▶ _Task prompt_
Two lines mark the range in the entries below: the one holding "Target: fallen branch" and the one holding "[[27, 87], [14, 277], [432, 202]]". Set down those two and all lines between them, exactly.

Natural language region descriptions:
****************************************
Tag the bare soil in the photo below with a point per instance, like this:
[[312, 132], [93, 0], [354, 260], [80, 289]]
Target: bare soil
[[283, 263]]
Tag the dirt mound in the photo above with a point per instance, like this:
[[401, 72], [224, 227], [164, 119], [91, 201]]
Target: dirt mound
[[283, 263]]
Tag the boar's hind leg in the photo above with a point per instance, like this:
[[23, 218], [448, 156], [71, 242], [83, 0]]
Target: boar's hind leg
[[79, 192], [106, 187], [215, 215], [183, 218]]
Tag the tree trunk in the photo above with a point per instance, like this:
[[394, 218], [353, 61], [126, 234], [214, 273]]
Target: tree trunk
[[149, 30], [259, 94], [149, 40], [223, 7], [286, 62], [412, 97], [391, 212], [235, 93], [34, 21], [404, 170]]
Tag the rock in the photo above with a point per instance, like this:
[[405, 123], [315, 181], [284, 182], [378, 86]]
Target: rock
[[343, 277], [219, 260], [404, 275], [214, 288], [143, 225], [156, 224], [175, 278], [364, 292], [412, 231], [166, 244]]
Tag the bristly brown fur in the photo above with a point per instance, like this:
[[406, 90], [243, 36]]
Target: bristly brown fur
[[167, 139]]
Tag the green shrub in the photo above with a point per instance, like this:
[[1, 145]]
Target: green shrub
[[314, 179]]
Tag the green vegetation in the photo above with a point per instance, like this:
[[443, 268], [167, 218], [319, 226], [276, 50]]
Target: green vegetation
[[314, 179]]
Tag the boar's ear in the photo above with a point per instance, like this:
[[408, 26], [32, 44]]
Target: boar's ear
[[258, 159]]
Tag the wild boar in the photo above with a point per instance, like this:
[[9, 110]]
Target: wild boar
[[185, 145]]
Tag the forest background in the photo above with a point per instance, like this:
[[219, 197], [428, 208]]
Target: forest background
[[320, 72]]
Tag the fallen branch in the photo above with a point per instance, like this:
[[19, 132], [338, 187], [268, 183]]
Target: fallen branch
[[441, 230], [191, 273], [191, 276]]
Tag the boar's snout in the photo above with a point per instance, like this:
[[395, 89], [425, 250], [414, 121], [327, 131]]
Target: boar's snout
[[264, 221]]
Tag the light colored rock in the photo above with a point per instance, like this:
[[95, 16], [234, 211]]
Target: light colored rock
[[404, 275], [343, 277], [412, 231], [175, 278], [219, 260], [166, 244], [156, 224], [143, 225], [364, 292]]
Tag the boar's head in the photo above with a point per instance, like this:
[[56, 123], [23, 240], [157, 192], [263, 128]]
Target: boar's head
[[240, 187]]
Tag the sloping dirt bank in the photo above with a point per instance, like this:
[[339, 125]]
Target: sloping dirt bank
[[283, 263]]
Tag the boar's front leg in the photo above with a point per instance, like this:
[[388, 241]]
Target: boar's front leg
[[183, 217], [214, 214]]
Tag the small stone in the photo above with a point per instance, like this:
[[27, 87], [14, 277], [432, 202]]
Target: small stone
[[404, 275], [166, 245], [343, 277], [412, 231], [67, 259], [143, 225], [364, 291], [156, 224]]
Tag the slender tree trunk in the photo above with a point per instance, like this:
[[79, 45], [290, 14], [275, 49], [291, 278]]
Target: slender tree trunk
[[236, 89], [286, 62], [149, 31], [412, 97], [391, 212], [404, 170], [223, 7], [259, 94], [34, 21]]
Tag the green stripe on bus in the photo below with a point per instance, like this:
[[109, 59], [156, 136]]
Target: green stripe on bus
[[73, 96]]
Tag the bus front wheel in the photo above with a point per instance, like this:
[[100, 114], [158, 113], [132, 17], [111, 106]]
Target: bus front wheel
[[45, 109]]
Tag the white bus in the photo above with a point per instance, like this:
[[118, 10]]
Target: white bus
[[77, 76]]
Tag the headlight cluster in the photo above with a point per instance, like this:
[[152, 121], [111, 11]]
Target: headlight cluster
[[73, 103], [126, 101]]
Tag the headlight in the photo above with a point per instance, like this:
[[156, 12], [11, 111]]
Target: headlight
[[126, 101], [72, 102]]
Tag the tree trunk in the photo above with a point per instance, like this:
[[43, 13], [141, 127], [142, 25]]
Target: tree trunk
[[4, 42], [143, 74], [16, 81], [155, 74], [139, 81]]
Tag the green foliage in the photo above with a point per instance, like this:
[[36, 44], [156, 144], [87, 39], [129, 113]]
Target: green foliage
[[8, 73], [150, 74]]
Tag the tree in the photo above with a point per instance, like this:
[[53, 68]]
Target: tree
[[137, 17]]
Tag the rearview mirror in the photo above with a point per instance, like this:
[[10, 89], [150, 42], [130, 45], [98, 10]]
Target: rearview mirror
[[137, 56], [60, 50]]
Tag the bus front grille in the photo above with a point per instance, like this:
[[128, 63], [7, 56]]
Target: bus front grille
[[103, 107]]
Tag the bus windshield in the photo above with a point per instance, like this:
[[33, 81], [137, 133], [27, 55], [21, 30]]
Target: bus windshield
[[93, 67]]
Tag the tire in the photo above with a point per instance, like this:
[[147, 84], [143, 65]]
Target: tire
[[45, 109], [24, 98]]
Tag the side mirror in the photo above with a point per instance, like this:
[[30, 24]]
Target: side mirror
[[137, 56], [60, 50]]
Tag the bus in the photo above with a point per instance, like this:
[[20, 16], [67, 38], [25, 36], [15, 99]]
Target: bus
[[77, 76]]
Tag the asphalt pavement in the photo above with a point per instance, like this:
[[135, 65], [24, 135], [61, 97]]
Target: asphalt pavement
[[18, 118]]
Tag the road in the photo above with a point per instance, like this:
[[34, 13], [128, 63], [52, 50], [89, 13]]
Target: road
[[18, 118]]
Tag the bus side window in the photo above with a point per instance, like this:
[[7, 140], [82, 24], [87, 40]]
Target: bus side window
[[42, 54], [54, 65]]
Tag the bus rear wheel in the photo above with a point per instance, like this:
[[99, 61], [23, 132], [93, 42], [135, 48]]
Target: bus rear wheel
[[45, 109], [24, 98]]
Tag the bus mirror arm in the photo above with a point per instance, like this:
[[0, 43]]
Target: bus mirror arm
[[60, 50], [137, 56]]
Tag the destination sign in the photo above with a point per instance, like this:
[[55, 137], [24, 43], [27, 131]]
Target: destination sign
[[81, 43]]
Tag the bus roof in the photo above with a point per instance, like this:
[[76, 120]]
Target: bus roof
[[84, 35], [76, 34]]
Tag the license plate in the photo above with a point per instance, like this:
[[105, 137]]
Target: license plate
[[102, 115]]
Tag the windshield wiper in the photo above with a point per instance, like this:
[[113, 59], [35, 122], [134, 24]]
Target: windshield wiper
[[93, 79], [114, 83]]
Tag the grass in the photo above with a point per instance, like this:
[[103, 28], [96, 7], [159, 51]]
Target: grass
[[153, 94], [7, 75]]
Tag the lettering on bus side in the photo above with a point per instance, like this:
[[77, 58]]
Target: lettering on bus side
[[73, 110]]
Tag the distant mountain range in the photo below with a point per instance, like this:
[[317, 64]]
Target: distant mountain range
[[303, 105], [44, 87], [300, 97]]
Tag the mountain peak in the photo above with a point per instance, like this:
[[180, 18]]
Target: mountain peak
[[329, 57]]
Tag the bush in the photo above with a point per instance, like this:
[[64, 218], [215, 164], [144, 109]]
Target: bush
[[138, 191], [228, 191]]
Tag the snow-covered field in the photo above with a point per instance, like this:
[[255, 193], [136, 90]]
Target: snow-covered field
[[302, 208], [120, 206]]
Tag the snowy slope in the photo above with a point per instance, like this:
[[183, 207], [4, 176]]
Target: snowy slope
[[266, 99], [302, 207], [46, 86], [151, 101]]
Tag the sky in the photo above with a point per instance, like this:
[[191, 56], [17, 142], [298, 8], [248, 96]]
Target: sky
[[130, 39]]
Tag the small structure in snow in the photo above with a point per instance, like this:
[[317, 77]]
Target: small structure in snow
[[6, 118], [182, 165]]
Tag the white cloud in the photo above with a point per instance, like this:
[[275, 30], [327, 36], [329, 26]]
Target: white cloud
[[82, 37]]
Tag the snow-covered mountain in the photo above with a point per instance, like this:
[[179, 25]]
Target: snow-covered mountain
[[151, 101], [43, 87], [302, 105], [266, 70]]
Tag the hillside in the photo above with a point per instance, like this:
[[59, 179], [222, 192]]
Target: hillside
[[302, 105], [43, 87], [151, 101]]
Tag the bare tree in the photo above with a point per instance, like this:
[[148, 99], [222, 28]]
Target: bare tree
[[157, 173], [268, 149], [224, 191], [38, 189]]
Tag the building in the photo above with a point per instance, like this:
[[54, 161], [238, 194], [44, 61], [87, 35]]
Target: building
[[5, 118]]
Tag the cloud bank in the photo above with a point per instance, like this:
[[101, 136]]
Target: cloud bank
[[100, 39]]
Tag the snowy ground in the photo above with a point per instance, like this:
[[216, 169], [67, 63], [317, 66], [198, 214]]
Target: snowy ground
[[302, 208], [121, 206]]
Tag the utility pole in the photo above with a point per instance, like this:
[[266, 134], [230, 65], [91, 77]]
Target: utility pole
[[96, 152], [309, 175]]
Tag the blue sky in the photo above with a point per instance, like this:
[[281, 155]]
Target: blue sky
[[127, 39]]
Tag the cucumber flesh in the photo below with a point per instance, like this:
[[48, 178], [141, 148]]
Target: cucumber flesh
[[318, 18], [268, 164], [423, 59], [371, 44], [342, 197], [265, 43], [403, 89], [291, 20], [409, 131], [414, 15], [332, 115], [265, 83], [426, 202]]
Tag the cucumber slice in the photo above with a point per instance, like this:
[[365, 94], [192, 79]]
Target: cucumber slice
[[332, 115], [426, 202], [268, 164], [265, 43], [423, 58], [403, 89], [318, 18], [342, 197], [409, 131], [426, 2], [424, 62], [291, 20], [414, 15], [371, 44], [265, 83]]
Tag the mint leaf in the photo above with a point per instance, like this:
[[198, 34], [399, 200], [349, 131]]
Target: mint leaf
****************************************
▶ _Result below_
Target: fallen branch
[[441, 230], [191, 273], [191, 276]]
Tag the boar's snout in the photo above with a point per instance, like this:
[[395, 89], [425, 250], [414, 121], [327, 131]]
Target: boar's snout
[[264, 221]]
Tag the light colored rock in the photo above with a point per instance, like this:
[[95, 16], [234, 211]]
Target: light colored rock
[[404, 275], [343, 277], [412, 231], [175, 278], [219, 260], [166, 244], [156, 224], [143, 225], [364, 292]]
Tag the boar's head in the photo above with a point per instance, like this:
[[56, 123], [23, 240], [157, 192], [263, 128]]
Target: boar's head
[[240, 187]]
Tag the sloping dirt bank in the photo above with a point per instance, like this:
[[339, 125]]
Target: sloping dirt bank
[[283, 263]]
Tag the boar's front leg in the photo above with a point per instance, like this:
[[388, 241]]
Target: boar's front leg
[[183, 217], [214, 214]]
Tag the small stone in the photo above with a point per instance, like this:
[[27, 87], [14, 277], [432, 202]]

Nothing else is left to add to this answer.